以下の項目の各行を、指示の文も含めてもう一度書き、回答にある座標の数値だけを2.25倍にスケールし直してください。結果は整数に丸め(0.5は切り上げ)、画像は回答に入れないこと。
----- 入力データ -----
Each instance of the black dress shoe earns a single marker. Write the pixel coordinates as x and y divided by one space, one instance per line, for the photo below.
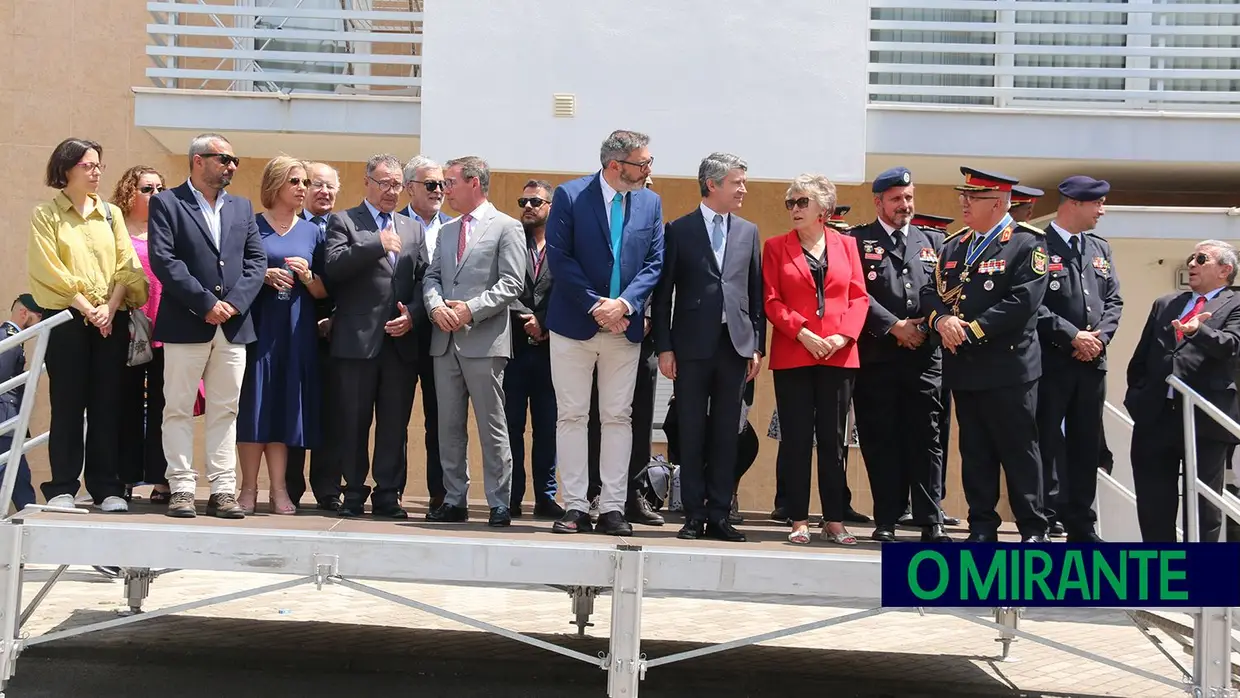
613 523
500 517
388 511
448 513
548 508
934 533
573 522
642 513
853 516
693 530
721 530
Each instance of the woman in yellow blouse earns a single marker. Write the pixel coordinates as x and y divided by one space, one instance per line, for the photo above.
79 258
-----
回答全文:
Each instance of the black dress shoe earns a single marker. Write the pixel coordinates as x and y divided by one space, one instance per line, for the photo below.
1379 1177
1125 1163
873 1150
1008 1154
1233 1143
2102 1199
1289 1175
1445 1154
1919 1161
1559 1193
1622 1193
Each instance of the woman in yellow blouse earns a single marker. Write the pixel coordinates as x and y divided by one space, one instance per line, for the photo above.
178 581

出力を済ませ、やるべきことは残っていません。